Task 1 —
Set down the portion of the GetSpan discussion that opens with the words containing "Skip to content" and closes with "implications to consider.", reproducing it verbatim.
Task 2 —
In the GetSpan discussion, what does the current implementation of GetSpan do on each call when no active span is found?
Task 3 —
Write what comes next in the GetSpan discussion, starting after its final sentence.
— START Passage shown —
Skip to content

Conversation

michaelvanstraten
Copy link

I’ve observed that the current implementation of GetSpan performs a new allocation each time it is called if no active span is found. Since DefaultSpan is immutable (or at least intended to be), it seems reasonable to return a statically allocated invalid span instead.

This approach could reduce unnecessary heap allocations and improve performance. However, it also introduces the possibility of someone inadvertently replacing the default invalid span with a valid one.

I’m not certain whether this change aligns with the intended design or if the allocation was deliberately chosen to provide more isolation for the default span. An alternative could be to initialize an invalid span at the start of the program if the goal is to eliminate the allocation overhead in production. Nonetheless, there might be other implications to consider.

Please consider this PR as a suggestion and an opportunity for discussion.

Copy link

linux-foundation-easycla bot commented Aug 19, 2024

CLA Signed

The committers listed above are authorized under a signed CLA.
— END Passage shown —
— START Dataset content —
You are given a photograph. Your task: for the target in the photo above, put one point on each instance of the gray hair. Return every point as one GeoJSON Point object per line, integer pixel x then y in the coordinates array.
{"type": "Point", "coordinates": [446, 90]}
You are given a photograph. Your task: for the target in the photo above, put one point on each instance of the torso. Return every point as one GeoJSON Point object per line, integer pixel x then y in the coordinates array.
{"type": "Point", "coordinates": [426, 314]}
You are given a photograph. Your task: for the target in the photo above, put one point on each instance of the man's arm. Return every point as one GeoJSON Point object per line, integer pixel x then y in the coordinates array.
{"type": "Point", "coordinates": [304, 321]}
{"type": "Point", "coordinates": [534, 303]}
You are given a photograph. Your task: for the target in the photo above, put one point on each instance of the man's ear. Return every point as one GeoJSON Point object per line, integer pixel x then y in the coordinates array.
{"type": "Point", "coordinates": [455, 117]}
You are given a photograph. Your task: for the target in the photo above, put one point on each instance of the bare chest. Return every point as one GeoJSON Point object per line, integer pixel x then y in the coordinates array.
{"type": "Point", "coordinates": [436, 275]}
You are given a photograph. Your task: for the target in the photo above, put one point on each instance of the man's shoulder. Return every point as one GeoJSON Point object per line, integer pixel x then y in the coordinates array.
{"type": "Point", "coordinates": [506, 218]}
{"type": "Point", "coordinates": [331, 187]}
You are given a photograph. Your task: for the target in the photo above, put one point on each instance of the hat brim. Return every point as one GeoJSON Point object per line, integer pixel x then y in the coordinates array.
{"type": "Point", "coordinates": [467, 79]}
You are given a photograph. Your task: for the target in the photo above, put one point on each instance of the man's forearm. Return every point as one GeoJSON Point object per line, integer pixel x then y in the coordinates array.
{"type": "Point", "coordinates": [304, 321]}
— END Dataset content —
Reply 1 —
Skip to content

Conversation

michaelvanstraten
Copy link

I’ve observed that the current implementation of GetSpan performs a new allocation each time it is called if no active span is found. Since DefaultSpan is immutable (or at least intended to be), it seems reasonable to return a statically allocated invalid span instead.

This approach could reduce unnecessary heap allocations and improve performance. However, it also introduces the possibility of someone inadvertently replacing the default invalid span with a valid one.

I’m not certain whether this change aligns with the intended design or if the allocation was deliberately chosen to provide more isolation for the default span. An alternative could be to initialize an invalid span at the start of the program if the goal is to eliminate the allocation overhead in production. Nonetheless, there might be other implications to consider.

Reply 2 —
It performs a new allocation.

Reply 3 —
@michaelvanstraten
Copy link
Author

michaelvanstraten commented Aug 19, 2024

By initializing the invalid span at process start time, I mean setting it up like this:

void main() {
    std::shared_ptr<Span> invalid_span =
      std::make_shared<DefaultSpan>(SpanContext::GetInvalid());
    opentelemetry::trace::SetSpan(invalid_span);
    // ...
}

Copy link

codecov bot commented Aug 19, 2024

Codecov Report

All modified and coverable lines are covered by tests ✅

Project coverage is 87.87%. Comparing base (497eaf4) to head (1de2123).
Report is 152 commits behind head on main.

Additional details and impacted files

Impacted file tree graph

@@            Coverage Diff             @@
##             main    #3037      +/-   ##
==========================================
+ Coverage   87.12%   87.87%   +0.75%     
==========================================
  Files         200      195       -5     
  Lines        6109     6138      +29     
==========================================
+ Hits         5322     5393      +71     
+ Misses        787      745      -42     
Files with missing lines Coverage Δ
api/include/opentelemetry/trace/context.h 92.31% <100.00%> (+0.65%) ⬆️

... and 99 files with indirect coverage changes

@lalitb
Copy link
Member

lalitb commented Aug 19, 2024

Just curious, where are you getting issue in usage of GetSpan?

  • One place it is used internally is during creation of new span in Tracer:StartSpan(), and usually object of type SpanContext (and not Context) is passed as the options.parent argument. This eliminates the call to GetSpan internally.
  • Another place it is used is in the TextMapPropagator::Inject() implementation. The application can maintain a static invalid span, and pass it to Inject method whenever the current context is invalid.

Just couple of thoughts came to my mind as the potential solution/workarounds to avoid any changes in GetSpan.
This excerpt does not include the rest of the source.